— START OF Material provided —

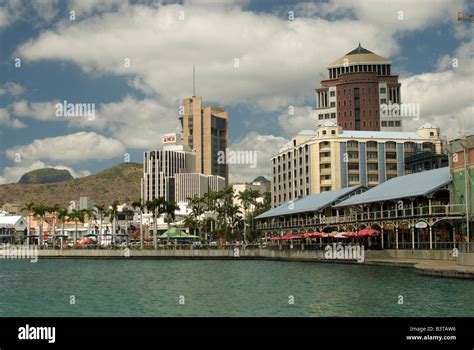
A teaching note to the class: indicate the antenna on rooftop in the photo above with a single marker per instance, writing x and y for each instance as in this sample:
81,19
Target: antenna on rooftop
194,80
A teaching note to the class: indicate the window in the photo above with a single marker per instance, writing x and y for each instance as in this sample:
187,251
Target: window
373,178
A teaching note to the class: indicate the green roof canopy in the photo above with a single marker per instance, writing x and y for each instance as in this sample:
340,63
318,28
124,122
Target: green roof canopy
175,233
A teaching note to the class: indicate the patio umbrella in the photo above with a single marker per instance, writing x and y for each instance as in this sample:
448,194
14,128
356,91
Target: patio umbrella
368,232
296,237
350,234
313,235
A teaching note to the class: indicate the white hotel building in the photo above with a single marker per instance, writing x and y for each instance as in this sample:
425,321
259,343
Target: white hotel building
170,173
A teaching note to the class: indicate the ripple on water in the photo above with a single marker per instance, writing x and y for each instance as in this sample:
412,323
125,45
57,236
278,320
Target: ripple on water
225,288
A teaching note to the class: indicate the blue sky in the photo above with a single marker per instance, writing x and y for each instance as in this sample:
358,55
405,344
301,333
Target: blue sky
280,63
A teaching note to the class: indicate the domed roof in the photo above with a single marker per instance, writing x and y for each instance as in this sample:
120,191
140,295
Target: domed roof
359,55
428,126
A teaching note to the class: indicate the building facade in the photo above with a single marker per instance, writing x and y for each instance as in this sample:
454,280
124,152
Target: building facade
160,167
170,173
358,84
205,130
461,154
424,161
331,158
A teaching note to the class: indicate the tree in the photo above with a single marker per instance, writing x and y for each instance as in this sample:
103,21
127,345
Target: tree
138,205
248,198
155,206
40,211
54,210
63,215
197,206
28,207
169,209
128,214
191,223
113,211
76,216
232,215
102,212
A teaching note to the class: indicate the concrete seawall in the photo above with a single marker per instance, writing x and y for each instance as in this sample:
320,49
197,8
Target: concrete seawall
432,263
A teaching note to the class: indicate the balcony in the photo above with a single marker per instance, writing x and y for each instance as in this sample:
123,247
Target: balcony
325,159
325,171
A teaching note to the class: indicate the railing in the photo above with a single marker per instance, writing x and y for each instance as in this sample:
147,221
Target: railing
434,210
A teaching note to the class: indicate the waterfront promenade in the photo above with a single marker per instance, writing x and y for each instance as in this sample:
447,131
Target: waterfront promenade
435,263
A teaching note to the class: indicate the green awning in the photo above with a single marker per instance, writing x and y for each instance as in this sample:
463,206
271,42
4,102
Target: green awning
176,233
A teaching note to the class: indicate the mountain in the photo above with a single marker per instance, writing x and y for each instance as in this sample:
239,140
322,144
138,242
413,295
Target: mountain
45,176
121,182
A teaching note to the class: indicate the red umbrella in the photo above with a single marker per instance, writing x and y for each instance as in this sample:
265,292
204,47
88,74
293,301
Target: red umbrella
287,236
313,235
350,234
296,237
368,232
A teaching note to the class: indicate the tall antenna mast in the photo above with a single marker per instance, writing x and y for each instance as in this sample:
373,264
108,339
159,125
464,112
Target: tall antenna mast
194,80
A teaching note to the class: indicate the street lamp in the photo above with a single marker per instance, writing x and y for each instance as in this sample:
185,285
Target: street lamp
467,200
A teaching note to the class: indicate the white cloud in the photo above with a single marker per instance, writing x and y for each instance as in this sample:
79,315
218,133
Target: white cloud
46,10
4,17
14,173
6,120
70,148
303,118
36,110
138,124
11,88
446,97
87,7
265,146
278,61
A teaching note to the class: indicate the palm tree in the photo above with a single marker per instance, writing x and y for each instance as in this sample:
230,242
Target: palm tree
113,216
101,211
28,207
248,199
90,214
196,204
63,214
76,216
128,214
53,210
40,211
138,205
192,223
169,209
159,204
232,214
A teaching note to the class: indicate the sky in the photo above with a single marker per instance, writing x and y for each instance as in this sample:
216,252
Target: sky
133,62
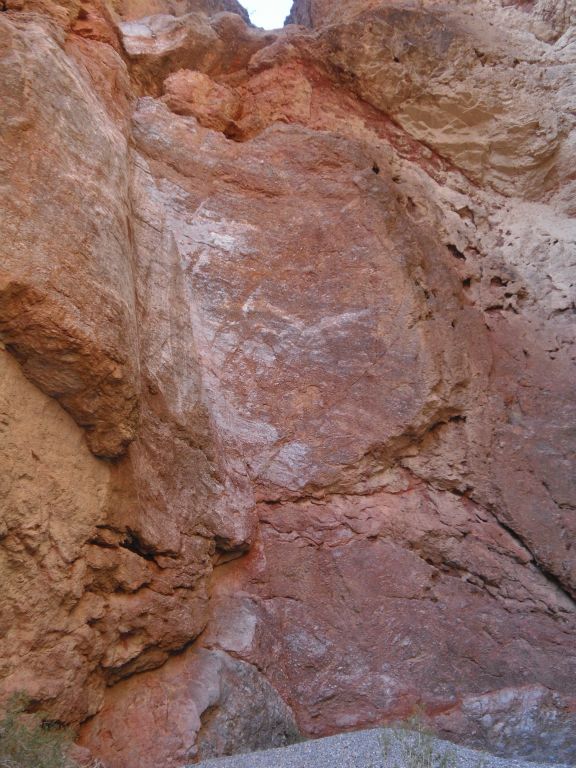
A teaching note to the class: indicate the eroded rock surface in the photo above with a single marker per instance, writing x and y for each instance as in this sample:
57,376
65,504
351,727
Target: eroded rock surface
309,297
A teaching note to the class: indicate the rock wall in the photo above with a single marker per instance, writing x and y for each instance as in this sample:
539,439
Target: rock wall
287,402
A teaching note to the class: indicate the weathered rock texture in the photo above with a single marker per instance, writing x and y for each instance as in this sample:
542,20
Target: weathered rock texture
287,386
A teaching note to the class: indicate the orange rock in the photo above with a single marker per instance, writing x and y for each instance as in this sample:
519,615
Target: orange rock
308,295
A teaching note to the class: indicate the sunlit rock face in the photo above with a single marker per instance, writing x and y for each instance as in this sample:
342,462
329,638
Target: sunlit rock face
287,372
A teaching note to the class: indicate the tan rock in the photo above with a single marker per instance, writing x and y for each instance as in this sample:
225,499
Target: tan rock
327,269
193,93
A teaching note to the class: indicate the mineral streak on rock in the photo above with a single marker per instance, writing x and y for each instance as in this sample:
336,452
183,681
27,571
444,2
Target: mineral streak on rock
287,372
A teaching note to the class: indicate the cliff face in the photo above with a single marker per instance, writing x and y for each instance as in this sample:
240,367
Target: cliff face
287,371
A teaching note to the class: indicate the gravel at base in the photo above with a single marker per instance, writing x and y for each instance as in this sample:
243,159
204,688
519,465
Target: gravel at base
361,749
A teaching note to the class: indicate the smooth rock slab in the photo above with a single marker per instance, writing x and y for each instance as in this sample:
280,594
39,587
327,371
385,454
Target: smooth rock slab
377,748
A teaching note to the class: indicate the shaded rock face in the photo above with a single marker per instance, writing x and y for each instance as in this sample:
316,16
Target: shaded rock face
287,401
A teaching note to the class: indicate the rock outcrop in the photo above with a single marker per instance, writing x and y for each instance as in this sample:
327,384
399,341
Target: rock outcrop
287,372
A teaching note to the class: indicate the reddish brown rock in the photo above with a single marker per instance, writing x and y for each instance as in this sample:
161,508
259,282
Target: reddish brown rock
311,303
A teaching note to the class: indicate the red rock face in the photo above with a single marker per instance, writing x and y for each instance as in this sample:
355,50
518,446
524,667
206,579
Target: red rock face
308,296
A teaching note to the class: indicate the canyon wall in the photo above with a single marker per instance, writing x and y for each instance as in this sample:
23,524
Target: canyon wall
287,372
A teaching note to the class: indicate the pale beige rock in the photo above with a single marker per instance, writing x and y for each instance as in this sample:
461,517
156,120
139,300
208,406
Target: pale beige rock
329,270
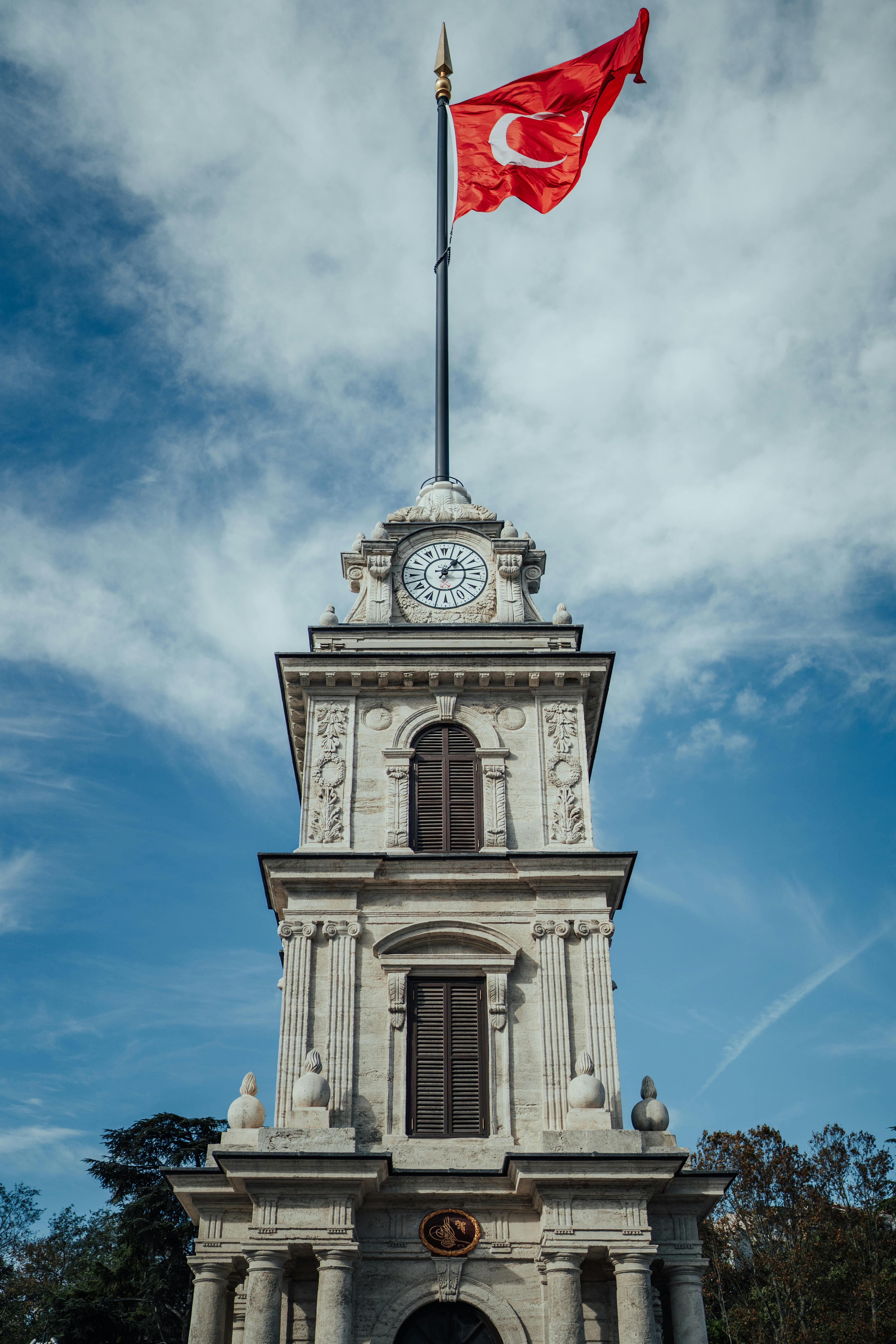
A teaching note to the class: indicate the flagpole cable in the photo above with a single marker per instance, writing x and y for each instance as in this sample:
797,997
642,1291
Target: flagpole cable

— END OF Material provided —

[Requirements]
With the pictures left out, transcribe the material exactly.

[Written reply]
A teaching note to the class: indicate the antenna on rooftop in the photo above with a single marker per instance, writing x and y for each instance as in this sample:
81,19
Target: antenna on rooftop
194,80
A teaching note to the class: indicate the window in the photo above with a single marker per instance, writing x and y for each instance as in this sample:
187,251
Target: window
373,178
A teaching note to the class: indicate the green roof canopy in the photo above with a single marker per instance, writing x and y for each instance as in this sample:
340,63
318,28
124,122
Target: green roof canopy
175,233
A teaching note to the class: indicate the patio umbrella in the photo above with a single marker per instance, writing x and y for each instance as in this sample:
448,194
14,128
356,91
Target: patio umbrella
368,232
296,237
350,234
313,235
A teaching note to the class: indicate the white hotel building in the photo above with a single marker per instance, writing x and y for each instance as in this sample:
425,321
259,343
Target: white hotel building
170,173
A teaching note to the class: indicate the ripple on water in the photo above with a single marker per instance, writing x and y for each instance as in this sample:
412,323
125,45
57,236
278,320
Target: ripple on water
225,288
A teaching note to the class: indicate the blue sky in the photo above with a single marker per instance, writing x and y for each instance as in this sample:
358,55
405,344
301,333
Target: blue sky
280,63
A teaching note to the class: indicate the domed roof in the photo above with a single marker per instance, writing x and y for each instance as in this sample:
120,191
140,295
Target: domed roof
359,55
428,126
A teaching note to the class: indicate the building facade in the photo above with a single marker per instance, writing x and y for each instance as in this sample:
454,280
124,152
Target: building facade
160,167
170,173
358,84
205,130
461,154
424,161
331,158
A teaching note to the class: indicate the tree in the photo above with a single marker per instance, writing x and y for each instance as in this sample:
103,21
127,345
Target: tree
138,205
248,198
155,206
40,211
54,210
63,215
197,206
28,207
169,209
128,214
191,223
113,211
76,216
232,215
102,212
A teaching note to the class: indicate the concrete seawall in the photo above with a single marker per instance, writing x and y for each instance as in this sample:
320,49
197,8
Target: concrete seawall
432,263
A teaching note to the class: indicate the balcony in the photo above with a single marker per instance, writing x and y for each instance as in this sample:
123,247
Target: balcony
325,159
325,171
A teaching note to the class: indicate the railing in the photo above with a single marker per instance, writing x and y for each instance as in this sample:
147,221
Target: railing
434,210
A teaching note to the class: indicate the waterfront promenade in the photo above with a single marker per instance, writing x and y for each instance as in this sample:
447,131
Target: waterfront promenade
435,263
A teaching note to the class: indicate the green awning in the photo above with a single marker per instance, writing x and y for each instance as in this sample:
463,206
271,42
4,102
Target: green awning
176,233
A teaching note to the class: indicate the mountain in the photo above with a single marker per instance, writing x and y for each instance as in this sample:
239,140
322,144
138,242
413,295
Target: mountain
45,176
121,182
A teaching note to the class: indicate the red umbrella in the photo above with a single marker per instance, writing x and y for each instance as in this sample:
265,292
204,47
88,74
293,301
Target: red umbrella
287,236
313,235
350,234
296,237
368,232
A teaching note to the class: indicate the tall antenna mast in the photo above with a single marker per instance, writing x and y for each instance as in this sample:
373,264
108,339
159,125
464,112
Target: tall antenna mast
194,80
A teaching note to the class: indicate the street lamp in the photo above with a single marker per instance, writing x and y for each instance as in this sample:
185,285
Target: street lamp
467,200
A teaching note to the class: indicate the white cloud in the photo above with a single marker per instance, writing x and y for each instance as in this sample:
79,315
218,133
Target: white cloud
46,10
4,17
14,173
6,120
70,148
303,118
36,110
138,124
11,88
446,97
87,7
265,146
278,61
A teaching note to the class: indicate the palm tree in the photo above with a single marker per instance, writing x and y for each instance as in this sample:
230,242
Target: palm tree
113,216
101,211
28,207
248,199
90,214
196,204
63,214
76,216
128,214
53,210
40,211
138,205
192,223
169,209
159,204
232,214
A teaching note to the class: indicate the sky in the photo above with a single marker per instance, writing x and y for each instance as in this sample:
216,252
Target: sky
133,62
A teaching note to the class: indicate the eroded rock surface in the photo above with a single marker per instance, writing x and y for each instance as in this sample:
57,376
65,504
351,727
Target: eroded rock surface
309,297
A teaching note to the class: indicate the rock wall in the photo above with a single marker per instance, writing x and y for each instance as in this sample:
539,439
Target: rock wall
287,402
A teaching note to the class: indicate the weathered rock texture in the photo above with a single marker per instance, writing x and y for each instance as in this sample:
542,20
Target: weathered rock texture
287,386
A teaching note to the class: indicate the orange rock in the photo above with a single marker per instance, writing x and y for each instance as in this sample:
519,615
Target: orange rock
308,295
A teaching note to the class: indicate the sunlit rock face in the photo above with a single marker per instance, writing x and y for each instance as in this sample:
342,462
329,638
Target: sunlit rock face
287,372
A teaching note to the class: indicate the tan rock in the photo above with a single marker per instance, writing x and y for each instance as in this sample:
225,499
Target: tan rock
327,269
193,93
A teaching note to the class: indicate the mineral streak on rock in the photo above with a single marker per instance, writing x and y for each instance as in this sample:
336,452
183,681
27,571
444,2
Target: mineral streak on rock
287,372
A teaching note to the class: indicate the cliff face in the photo above with a single marker per instance, writing x and y for each instance as in this sample:
240,367
Target: cliff face
287,371
A teaching note to the class: indicate the gravel at base in the photo above with a single marker per instance, writing x and y for each instance as in this sample:
243,159
204,688
519,465
Target: gravel at base
361,749
A teaching note to the class: indicate the smooth rock slab in the photo above with a single marker per instance, writing x and y for each instance as in this sample:
280,594
39,587
327,371
385,454
Target: smooth rock slab
377,748
A teaching note to the class: indicate the shaded rock face in the photo above with a single marker per instance, writing x and y for each instance as in this sample:
316,16
Target: shaded rock face
287,401
A teaching note to the class: indicate the rock outcrop in the photo above with a single marker per instance, writing x and y for each instance as in this sample:
327,384
399,341
Target: rock outcrop
287,372
A teaching note to the class: indicate the reddish brown rock in the photo above with a single marker per instance, writing x and y for each instance as in this sample:
161,508
259,282
Target: reddish brown rock
311,303
A teaching note to the class: indicate the red rock face in the photo above with a single marker per instance, writing x and y for each instance as in this sample:
355,50
518,446
524,667
206,579
Target: red rock face
308,296
A teaching note to the class: indicate the canyon wall in the photo above with a single marker per instance, writing x and y for each instance as in this sample:
23,524
Target: canyon wall
287,372
A teaching note to the class: indicate the pale beige rock in the photo above with a single marker per instance, writing x and y for each instance as in this sample:
461,517
156,120
139,300
208,406
Target: pale beige rock
329,270
A teaching note to the class: indicate the flagpole cable in the photo above with a single marker per instance, writing x and y for each instance as in this sample:
797,997
642,1291
Target: flagpole cable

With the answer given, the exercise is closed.